### Directions
Pick out and copy every line in the records below that contains the string "shop". Case counts, so a line qualifies only if its capitals and lowercase letters match.
--- START OF Listed entries ---
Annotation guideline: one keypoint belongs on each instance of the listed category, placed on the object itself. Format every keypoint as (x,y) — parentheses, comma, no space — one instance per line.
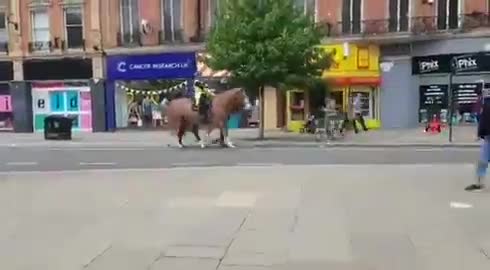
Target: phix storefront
(438,91)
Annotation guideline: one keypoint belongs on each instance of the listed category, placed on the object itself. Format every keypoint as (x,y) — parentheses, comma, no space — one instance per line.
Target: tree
(266,43)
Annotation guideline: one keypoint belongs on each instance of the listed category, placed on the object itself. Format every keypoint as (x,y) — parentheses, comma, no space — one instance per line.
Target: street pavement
(85,158)
(356,217)
(464,136)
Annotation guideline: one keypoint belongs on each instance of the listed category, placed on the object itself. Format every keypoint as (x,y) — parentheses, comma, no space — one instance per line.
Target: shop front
(355,71)
(57,87)
(138,85)
(437,91)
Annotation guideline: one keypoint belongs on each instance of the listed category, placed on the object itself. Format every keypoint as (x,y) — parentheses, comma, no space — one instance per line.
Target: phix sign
(464,63)
(428,66)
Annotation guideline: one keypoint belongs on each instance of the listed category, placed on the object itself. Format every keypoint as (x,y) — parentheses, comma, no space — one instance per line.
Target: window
(129,22)
(4,33)
(40,30)
(309,6)
(74,27)
(399,19)
(172,20)
(448,14)
(214,7)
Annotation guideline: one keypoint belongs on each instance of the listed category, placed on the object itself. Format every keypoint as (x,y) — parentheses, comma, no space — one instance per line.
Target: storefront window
(367,102)
(434,102)
(73,100)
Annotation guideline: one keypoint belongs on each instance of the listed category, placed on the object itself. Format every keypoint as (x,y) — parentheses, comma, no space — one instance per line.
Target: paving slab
(323,217)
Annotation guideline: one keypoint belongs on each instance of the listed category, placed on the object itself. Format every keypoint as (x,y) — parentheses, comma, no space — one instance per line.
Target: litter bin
(57,127)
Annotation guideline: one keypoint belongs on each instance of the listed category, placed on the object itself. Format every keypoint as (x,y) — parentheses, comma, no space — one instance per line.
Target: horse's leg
(225,136)
(195,131)
(180,136)
(221,139)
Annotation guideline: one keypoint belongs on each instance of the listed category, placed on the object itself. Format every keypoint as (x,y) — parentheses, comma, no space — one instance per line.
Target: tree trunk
(262,112)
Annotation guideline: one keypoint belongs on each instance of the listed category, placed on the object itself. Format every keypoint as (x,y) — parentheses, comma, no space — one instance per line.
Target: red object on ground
(434,126)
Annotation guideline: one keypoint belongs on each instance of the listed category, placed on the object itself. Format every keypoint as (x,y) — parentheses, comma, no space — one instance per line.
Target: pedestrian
(357,113)
(484,135)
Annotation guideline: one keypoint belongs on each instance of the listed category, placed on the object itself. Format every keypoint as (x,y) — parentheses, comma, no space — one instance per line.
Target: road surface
(357,217)
(55,159)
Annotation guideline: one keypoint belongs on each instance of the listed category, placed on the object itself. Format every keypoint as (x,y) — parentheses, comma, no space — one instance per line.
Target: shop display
(433,100)
(75,102)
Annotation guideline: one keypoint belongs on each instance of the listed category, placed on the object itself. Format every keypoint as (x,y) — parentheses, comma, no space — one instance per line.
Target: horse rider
(200,90)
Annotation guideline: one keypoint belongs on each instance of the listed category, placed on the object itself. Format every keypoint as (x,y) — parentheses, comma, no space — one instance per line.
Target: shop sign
(152,67)
(458,63)
(5,103)
(465,93)
(431,64)
(435,95)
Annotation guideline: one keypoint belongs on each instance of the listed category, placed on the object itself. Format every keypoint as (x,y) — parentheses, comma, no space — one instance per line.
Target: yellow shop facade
(355,70)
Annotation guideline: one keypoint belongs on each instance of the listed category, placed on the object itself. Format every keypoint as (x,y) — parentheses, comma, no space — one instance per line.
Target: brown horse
(222,106)
(181,117)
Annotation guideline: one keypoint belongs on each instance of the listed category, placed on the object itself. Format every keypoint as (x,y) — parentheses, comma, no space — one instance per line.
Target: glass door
(367,101)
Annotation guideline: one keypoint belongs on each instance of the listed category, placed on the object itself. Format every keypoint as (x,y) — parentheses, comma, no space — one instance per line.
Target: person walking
(357,113)
(484,156)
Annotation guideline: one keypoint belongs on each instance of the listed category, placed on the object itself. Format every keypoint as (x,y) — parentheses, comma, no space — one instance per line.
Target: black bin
(57,127)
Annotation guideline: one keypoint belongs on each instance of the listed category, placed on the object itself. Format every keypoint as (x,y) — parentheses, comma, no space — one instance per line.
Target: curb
(360,145)
(240,143)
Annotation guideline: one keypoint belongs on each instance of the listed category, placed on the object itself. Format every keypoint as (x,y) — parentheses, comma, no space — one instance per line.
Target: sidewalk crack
(100,254)
(232,240)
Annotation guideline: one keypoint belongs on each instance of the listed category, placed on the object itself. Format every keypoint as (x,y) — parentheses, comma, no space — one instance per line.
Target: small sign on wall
(5,103)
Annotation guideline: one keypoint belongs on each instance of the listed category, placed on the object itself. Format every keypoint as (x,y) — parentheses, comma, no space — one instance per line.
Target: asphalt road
(356,217)
(52,159)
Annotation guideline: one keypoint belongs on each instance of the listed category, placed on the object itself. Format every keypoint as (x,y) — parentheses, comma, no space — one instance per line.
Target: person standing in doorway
(484,134)
(357,113)
(147,110)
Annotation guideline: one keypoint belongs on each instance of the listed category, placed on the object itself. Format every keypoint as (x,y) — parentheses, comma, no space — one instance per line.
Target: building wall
(399,94)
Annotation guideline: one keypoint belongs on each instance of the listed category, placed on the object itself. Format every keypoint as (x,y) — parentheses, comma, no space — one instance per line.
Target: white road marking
(460,205)
(97,163)
(96,149)
(245,164)
(191,164)
(22,163)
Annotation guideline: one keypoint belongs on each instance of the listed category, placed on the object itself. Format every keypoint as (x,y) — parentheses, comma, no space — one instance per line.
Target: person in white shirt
(357,113)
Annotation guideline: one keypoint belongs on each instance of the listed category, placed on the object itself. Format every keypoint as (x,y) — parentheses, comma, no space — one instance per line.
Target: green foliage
(267,42)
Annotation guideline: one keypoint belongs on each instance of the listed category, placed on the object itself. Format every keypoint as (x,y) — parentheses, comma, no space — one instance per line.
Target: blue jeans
(482,166)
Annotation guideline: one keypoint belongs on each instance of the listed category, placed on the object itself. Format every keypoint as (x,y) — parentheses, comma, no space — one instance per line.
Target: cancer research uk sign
(152,67)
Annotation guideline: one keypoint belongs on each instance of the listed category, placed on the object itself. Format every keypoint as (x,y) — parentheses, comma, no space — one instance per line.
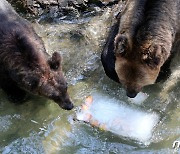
--- END OF Listed entries ---
### Written solution
Target: shop front
Target: shop display
Target: shop sign
Target: yellow shop facade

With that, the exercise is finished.